WRITTEN PROBLEM → Retype the tail of the data exactly, starting at the line containing "of the blurred" and stopping at the last line.

[Coordinate labeling data]
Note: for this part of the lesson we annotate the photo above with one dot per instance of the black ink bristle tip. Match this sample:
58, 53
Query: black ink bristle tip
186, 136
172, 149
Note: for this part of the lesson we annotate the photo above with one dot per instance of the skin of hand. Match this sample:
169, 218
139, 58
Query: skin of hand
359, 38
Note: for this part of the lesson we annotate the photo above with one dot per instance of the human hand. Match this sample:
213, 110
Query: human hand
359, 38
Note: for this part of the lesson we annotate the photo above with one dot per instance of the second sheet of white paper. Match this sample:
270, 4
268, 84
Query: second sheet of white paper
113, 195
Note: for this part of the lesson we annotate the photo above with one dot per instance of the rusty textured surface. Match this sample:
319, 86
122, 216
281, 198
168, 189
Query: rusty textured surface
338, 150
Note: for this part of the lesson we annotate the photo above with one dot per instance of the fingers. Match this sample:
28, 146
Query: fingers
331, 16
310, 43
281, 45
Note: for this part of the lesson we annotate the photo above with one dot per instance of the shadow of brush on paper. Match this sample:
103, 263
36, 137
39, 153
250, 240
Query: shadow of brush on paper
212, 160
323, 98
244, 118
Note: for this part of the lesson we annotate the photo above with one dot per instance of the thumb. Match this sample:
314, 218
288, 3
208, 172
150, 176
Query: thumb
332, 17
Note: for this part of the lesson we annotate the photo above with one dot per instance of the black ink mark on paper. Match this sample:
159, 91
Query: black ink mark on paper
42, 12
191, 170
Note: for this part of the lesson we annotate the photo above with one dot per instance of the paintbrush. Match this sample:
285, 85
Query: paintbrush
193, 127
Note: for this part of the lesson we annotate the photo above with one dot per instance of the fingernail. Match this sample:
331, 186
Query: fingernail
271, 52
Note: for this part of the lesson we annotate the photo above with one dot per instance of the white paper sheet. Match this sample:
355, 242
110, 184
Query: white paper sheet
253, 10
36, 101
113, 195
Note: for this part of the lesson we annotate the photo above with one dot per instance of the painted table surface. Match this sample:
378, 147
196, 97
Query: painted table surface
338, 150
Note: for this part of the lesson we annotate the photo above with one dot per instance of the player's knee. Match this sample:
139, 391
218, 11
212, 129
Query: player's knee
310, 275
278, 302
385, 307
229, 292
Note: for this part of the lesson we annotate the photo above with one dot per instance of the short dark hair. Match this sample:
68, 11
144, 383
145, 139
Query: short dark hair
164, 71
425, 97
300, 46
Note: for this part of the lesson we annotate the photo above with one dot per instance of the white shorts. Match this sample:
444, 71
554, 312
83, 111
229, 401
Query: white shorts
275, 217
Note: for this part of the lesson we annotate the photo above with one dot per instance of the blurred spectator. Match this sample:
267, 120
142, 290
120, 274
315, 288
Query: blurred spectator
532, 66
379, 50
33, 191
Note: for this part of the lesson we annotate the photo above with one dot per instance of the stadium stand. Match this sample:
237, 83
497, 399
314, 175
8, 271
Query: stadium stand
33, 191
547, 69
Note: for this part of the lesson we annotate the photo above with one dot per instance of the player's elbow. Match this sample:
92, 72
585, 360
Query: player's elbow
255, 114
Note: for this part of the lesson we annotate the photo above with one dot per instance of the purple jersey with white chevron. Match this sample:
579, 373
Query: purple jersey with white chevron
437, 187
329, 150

RESPONSE →
Note: for this part of the lesson we annotate the photo above with one dot per instance of the blurred spectator. Match this sample:
267, 120
142, 290
120, 274
315, 288
Query: blurred spectator
532, 66
379, 50
33, 191
Note: for this part of the lesson we annotate the photo above with one dot per instance of the stadium stand. Match this sample:
237, 83
497, 399
314, 175
8, 271
Query: stadium stand
33, 191
547, 69
Note: for this part of the lesson we annotate the photo above with one dot per instance of the player's elbow. Match this sample:
92, 72
585, 360
Query: player's elbow
255, 114
Note: for this part of the lesson we annotate the photo above with one dot per instance of the purple jersey with white chevron. Match this sample:
579, 373
Query: purple jersey with white chevron
437, 187
329, 150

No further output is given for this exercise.